Макнамара позднее подчеркивал, что США были абсолютно против идеи израильского удара, так как опасались, что это спровоцирует советскую интервенцию и Америка будет вынуждена спасать Израиль[246]. Но, как уже отмечалось, Джонсон постепенно все более благосклонно воспринимал идею своих военных советников о возможной самостоятельной военной акции Израиля. А в Министерстве обороны прямо говорили, что нужно «выпустить вперед Израиль»[247].

Вернувшись в Тель-Авив, Амит сразу сообщил кабинету, что «армады не будет». Вновь назначенный военный министр М. Даян немедленно потребовал развертывания боевых действий. Решение ударить первыми еще больше укрепилось и в правительстве Эшкола, особенно после того, как израильтянам стало ясно, что вопрос о посылке международной флотилии был Джонсоном отложен. Его предложение не встретило поддержки ни в Конгрессе, ни в правительствах тех стран, которые должны были быть представлены в этой флотилии. В этой ситуации 1 июня Совет национальной безопасности и окружение Джонсона окончательно пришли к выводу, что единственная опция, «которая осталась администрации – это дать возможность Израилю самим сделать работу»[248]. Но при этом американское руководство всячески подчеркивало свое намерение не участвовать в конфликте. Уже через несколько часов после начала военных действий американская сторона начала дипломатические шаги, призванные подтвердить ее непричастность к израильским действиям. Главное было убедить в этом Советский Союз. По инициативе Раска, который считал нужным упредить справедливый вопрос, кто в действительности несет ответственность за израильский удар, советскому руководству было отправлено послание, в котором подтверждалось, что США «ни в какой мере не были замешаны в данных событиях[249].

## ЗАДАНИЕ A
Перепишите слово в слово все записи, которые идут ниже, без каких-либо изменений.
Отрывок и записи никак не связаны между собой.

## ЗАПИСИ К ЗАДАНИЮ

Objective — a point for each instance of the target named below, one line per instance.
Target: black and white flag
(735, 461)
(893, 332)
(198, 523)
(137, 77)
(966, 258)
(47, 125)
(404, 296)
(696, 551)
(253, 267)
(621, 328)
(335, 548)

## ЗАДАНИЕ B
Какого числа, согласно отрывку, Совет национальной безопасности и окружение Джонсона окончательно пришли к выводу, что Израилю надо дать сделать работу самому?

## ОТВЕТ A
Objective — a point for each instance of the target named below, one line per instance.
Target: black and white flag
(735, 461)
(893, 332)
(198, 523)
(137, 77)
(966, 258)
(47, 125)
(404, 296)
(696, 551)
(253, 267)
(621, 328)
(335, 548)

## ОТВЕТ B
1 июня.